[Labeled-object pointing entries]
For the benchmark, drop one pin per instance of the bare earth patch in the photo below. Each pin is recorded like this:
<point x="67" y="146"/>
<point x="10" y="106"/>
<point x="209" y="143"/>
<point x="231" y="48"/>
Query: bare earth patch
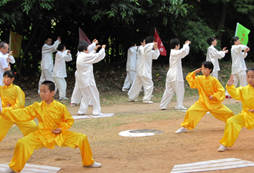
<point x="155" y="154"/>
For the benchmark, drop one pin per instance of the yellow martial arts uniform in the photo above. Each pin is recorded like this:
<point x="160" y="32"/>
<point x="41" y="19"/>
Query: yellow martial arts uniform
<point x="14" y="96"/>
<point x="206" y="86"/>
<point x="52" y="116"/>
<point x="244" y="119"/>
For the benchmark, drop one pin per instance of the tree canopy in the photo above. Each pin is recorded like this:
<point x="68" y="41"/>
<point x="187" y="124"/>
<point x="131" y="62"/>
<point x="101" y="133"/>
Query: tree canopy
<point x="117" y="23"/>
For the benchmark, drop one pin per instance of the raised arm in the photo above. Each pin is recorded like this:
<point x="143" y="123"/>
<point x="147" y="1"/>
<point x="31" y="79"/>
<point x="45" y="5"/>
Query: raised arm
<point x="67" y="120"/>
<point x="234" y="92"/>
<point x="19" y="115"/>
<point x="95" y="57"/>
<point x="20" y="99"/>
<point x="219" y="95"/>
<point x="50" y="48"/>
<point x="191" y="78"/>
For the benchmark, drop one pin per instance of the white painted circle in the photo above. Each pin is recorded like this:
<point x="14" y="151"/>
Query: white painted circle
<point x="135" y="133"/>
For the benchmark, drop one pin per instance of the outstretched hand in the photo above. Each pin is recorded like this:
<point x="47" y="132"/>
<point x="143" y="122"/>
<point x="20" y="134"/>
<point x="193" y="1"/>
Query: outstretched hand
<point x="251" y="110"/>
<point x="155" y="46"/>
<point x="231" y="80"/>
<point x="97" y="47"/>
<point x="197" y="70"/>
<point x="225" y="50"/>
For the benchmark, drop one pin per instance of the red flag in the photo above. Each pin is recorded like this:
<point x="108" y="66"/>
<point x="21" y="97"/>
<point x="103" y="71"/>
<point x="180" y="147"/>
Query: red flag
<point x="160" y="44"/>
<point x="82" y="36"/>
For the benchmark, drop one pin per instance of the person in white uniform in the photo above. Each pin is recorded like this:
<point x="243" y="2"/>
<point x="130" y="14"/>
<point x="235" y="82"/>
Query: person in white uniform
<point x="130" y="67"/>
<point x="76" y="93"/>
<point x="85" y="78"/>
<point x="144" y="71"/>
<point x="59" y="71"/>
<point x="174" y="80"/>
<point x="238" y="53"/>
<point x="47" y="60"/>
<point x="10" y="58"/>
<point x="4" y="66"/>
<point x="213" y="55"/>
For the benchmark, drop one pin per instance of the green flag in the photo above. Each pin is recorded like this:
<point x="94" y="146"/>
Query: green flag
<point x="242" y="33"/>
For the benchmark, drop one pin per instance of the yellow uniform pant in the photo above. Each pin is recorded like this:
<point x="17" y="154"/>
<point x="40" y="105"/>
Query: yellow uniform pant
<point x="232" y="130"/>
<point x="26" y="146"/>
<point x="198" y="110"/>
<point x="25" y="127"/>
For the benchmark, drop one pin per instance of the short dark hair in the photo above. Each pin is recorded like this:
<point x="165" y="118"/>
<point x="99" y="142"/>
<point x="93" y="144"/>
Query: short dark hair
<point x="50" y="84"/>
<point x="250" y="69"/>
<point x="208" y="64"/>
<point x="210" y="40"/>
<point x="233" y="40"/>
<point x="9" y="73"/>
<point x="61" y="47"/>
<point x="2" y="44"/>
<point x="174" y="42"/>
<point x="82" y="47"/>
<point x="82" y="42"/>
<point x="149" y="39"/>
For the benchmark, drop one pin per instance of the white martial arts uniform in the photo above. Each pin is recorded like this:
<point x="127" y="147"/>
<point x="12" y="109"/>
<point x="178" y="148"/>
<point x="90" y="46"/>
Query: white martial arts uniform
<point x="213" y="55"/>
<point x="144" y="73"/>
<point x="59" y="72"/>
<point x="174" y="80"/>
<point x="12" y="59"/>
<point x="47" y="62"/>
<point x="76" y="93"/>
<point x="86" y="82"/>
<point x="238" y="65"/>
<point x="130" y="67"/>
<point x="3" y="65"/>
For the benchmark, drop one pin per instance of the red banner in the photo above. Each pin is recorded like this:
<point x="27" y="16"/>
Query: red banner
<point x="82" y="36"/>
<point x="160" y="44"/>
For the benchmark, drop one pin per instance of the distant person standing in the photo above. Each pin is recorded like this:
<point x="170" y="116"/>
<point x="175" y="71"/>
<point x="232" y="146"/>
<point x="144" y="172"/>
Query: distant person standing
<point x="4" y="65"/>
<point x="130" y="67"/>
<point x="238" y="53"/>
<point x="213" y="55"/>
<point x="149" y="52"/>
<point x="47" y="60"/>
<point x="174" y="81"/>
<point x="59" y="71"/>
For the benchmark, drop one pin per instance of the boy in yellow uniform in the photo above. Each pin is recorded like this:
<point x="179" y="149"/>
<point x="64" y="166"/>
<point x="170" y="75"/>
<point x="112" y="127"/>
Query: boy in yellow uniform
<point x="54" y="122"/>
<point x="12" y="97"/>
<point x="211" y="94"/>
<point x="246" y="117"/>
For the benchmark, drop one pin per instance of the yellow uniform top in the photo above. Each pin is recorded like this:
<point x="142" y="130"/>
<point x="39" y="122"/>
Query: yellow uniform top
<point x="207" y="86"/>
<point x="246" y="95"/>
<point x="13" y="95"/>
<point x="52" y="116"/>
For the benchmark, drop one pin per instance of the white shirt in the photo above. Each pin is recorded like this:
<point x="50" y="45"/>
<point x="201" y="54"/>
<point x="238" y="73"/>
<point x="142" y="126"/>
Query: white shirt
<point x="85" y="63"/>
<point x="140" y="48"/>
<point x="3" y="65"/>
<point x="60" y="66"/>
<point x="131" y="59"/>
<point x="213" y="55"/>
<point x="146" y="60"/>
<point x="238" y="63"/>
<point x="47" y="58"/>
<point x="12" y="60"/>
<point x="175" y="72"/>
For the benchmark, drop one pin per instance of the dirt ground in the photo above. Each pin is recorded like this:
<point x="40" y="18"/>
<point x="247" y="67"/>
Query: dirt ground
<point x="153" y="154"/>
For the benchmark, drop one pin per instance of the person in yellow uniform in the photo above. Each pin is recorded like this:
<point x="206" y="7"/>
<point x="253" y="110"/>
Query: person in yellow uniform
<point x="211" y="94"/>
<point x="246" y="117"/>
<point x="12" y="97"/>
<point x="54" y="123"/>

» **THE EXERCISE**
Without the pictures, copy the material exactly as given.

» **CORRECT ANSWER**
For the benchmark, drop one pin per instance of the bare earth patch in the photo below. Each pin is recorded like this:
<point x="67" y="146"/>
<point x="10" y="106"/>
<point x="209" y="143"/>
<point x="231" y="48"/>
Query: bare earth patch
<point x="155" y="154"/>
For the benchmark, drop one pin per instance of the yellow martial arts uniform in the photo above. Each pin is recorded like this:
<point x="160" y="32"/>
<point x="41" y="19"/>
Query: yellow martial arts uniform
<point x="14" y="96"/>
<point x="206" y="86"/>
<point x="52" y="116"/>
<point x="244" y="119"/>
For the benchmark, drop one pin per instance of the tree canopy in the photo above. Each pin is recorded like this:
<point x="68" y="41"/>
<point x="187" y="124"/>
<point x="131" y="62"/>
<point x="101" y="133"/>
Query: tree canopy
<point x="117" y="23"/>
For the benchmark, drop one pin per instance of the raised arm in the photo above. Each pin is recorded like this:
<point x="143" y="123"/>
<point x="147" y="1"/>
<point x="31" y="79"/>
<point x="45" y="5"/>
Query: raised arm
<point x="67" y="120"/>
<point x="234" y="92"/>
<point x="19" y="115"/>
<point x="95" y="57"/>
<point x="20" y="99"/>
<point x="219" y="95"/>
<point x="50" y="48"/>
<point x="191" y="78"/>
For the benchmark, drop one pin per instance of the white painted circle in the photo above. Each pin is recorded like this:
<point x="14" y="151"/>
Query: white painted circle
<point x="135" y="133"/>
For the benchmark, drop one pin per instance of the outstretched hand in the photo above. Each pin is recorded like this:
<point x="47" y="132"/>
<point x="143" y="122"/>
<point x="20" y="134"/>
<point x="193" y="1"/>
Query: outstretched hand
<point x="251" y="110"/>
<point x="155" y="46"/>
<point x="231" y="80"/>
<point x="97" y="47"/>
<point x="197" y="70"/>
<point x="225" y="50"/>
For the benchmark, drop one pin per instance of the red flag in the photo above. Each pin is recorded like this:
<point x="108" y="66"/>
<point x="21" y="97"/>
<point x="103" y="71"/>
<point x="180" y="147"/>
Query: red flag
<point x="160" y="44"/>
<point x="82" y="36"/>
For the benchmark, drop one pin per instance of the person in white uniform in the photo above. Each pin is recorded like this:
<point x="243" y="2"/>
<point x="130" y="14"/>
<point x="235" y="82"/>
Query: person in white uniform
<point x="130" y="67"/>
<point x="76" y="93"/>
<point x="85" y="78"/>
<point x="144" y="71"/>
<point x="59" y="71"/>
<point x="174" y="80"/>
<point x="238" y="53"/>
<point x="47" y="60"/>
<point x="10" y="58"/>
<point x="4" y="66"/>
<point x="213" y="55"/>
For the benchmark, drop one pin per instance of the green flag in the photo above. Each pin is recorded like this:
<point x="94" y="146"/>
Query: green flag
<point x="242" y="33"/>
For the benchmark, drop one pin per instance of the yellow uniform pant in the photo above. Each pin is recorded like this:
<point x="17" y="154"/>
<point x="40" y="105"/>
Query: yellow uniform pant
<point x="232" y="130"/>
<point x="26" y="146"/>
<point x="198" y="110"/>
<point x="25" y="127"/>
For the benchmark, drop one pin per instance of the short dark hair in the photo above. Each pin is recorded like this:
<point x="165" y="118"/>
<point x="99" y="142"/>
<point x="93" y="144"/>
Query: short dark hair
<point x="50" y="84"/>
<point x="250" y="69"/>
<point x="208" y="64"/>
<point x="210" y="40"/>
<point x="233" y="40"/>
<point x="9" y="73"/>
<point x="61" y="47"/>
<point x="2" y="44"/>
<point x="174" y="42"/>
<point x="82" y="47"/>
<point x="82" y="42"/>
<point x="149" y="39"/>
For the benchmark, drop one pin per instance of the white martial arts uniform in the photo above. Each pin is recorded like this:
<point x="127" y="147"/>
<point x="12" y="109"/>
<point x="178" y="148"/>
<point x="90" y="46"/>
Query: white martial arts uniform
<point x="213" y="55"/>
<point x="144" y="73"/>
<point x="59" y="72"/>
<point x="174" y="80"/>
<point x="12" y="59"/>
<point x="47" y="62"/>
<point x="76" y="93"/>
<point x="86" y="82"/>
<point x="238" y="65"/>
<point x="130" y="67"/>
<point x="3" y="65"/>
For the benchmark, drop one pin per instance of the red banner in the photo above. Each pin is recorded like this:
<point x="27" y="16"/>
Query: red banner
<point x="82" y="36"/>
<point x="160" y="44"/>
For the benchmark, drop one pin per instance of the distant person standing in the photo above. Each pin is recorded like this:
<point x="170" y="116"/>
<point x="175" y="71"/>
<point x="232" y="146"/>
<point x="144" y="172"/>
Query: distant person standing
<point x="4" y="65"/>
<point x="130" y="67"/>
<point x="238" y="53"/>
<point x="213" y="55"/>
<point x="149" y="52"/>
<point x="47" y="60"/>
<point x="174" y="81"/>
<point x="59" y="71"/>
For the benchmark, drop one pin per instance of the boy in yellow uniform in the photo above. Each pin is recorded like this:
<point x="179" y="149"/>
<point x="64" y="166"/>
<point x="170" y="75"/>
<point x="112" y="127"/>
Query: boy in yellow uniform
<point x="54" y="122"/>
<point x="12" y="97"/>
<point x="211" y="94"/>
<point x="246" y="117"/>
For the benchmark, drop one pin per instance of the yellow uniform top in the photo above. Each pin is recorded like this:
<point x="142" y="130"/>
<point x="39" y="122"/>
Query: yellow uniform top
<point x="207" y="86"/>
<point x="246" y="95"/>
<point x="13" y="95"/>
<point x="52" y="116"/>
For the benchmark, drop one pin per instance of the white shirt in the photo above. Each pin is recorded like this:
<point x="50" y="45"/>
<point x="201" y="54"/>
<point x="238" y="73"/>
<point x="142" y="126"/>
Query: white shirt
<point x="85" y="63"/>
<point x="140" y="48"/>
<point x="3" y="65"/>
<point x="60" y="66"/>
<point x="131" y="59"/>
<point x="213" y="55"/>
<point x="146" y="60"/>
<point x="238" y="63"/>
<point x="47" y="58"/>
<point x="12" y="60"/>
<point x="175" y="72"/>
For the benchmark, drop one pin per instance of the dirt ground in the photo above. Each pin is recorded like this:
<point x="40" y="18"/>
<point x="247" y="67"/>
Query: dirt ground
<point x="153" y="154"/>
For the benchmark, drop one pin per instance of the person in yellow uniform in the photo above. Each pin is recorded like this:
<point x="206" y="7"/>
<point x="253" y="110"/>
Query: person in yellow uniform
<point x="211" y="94"/>
<point x="246" y="117"/>
<point x="12" y="97"/>
<point x="54" y="123"/>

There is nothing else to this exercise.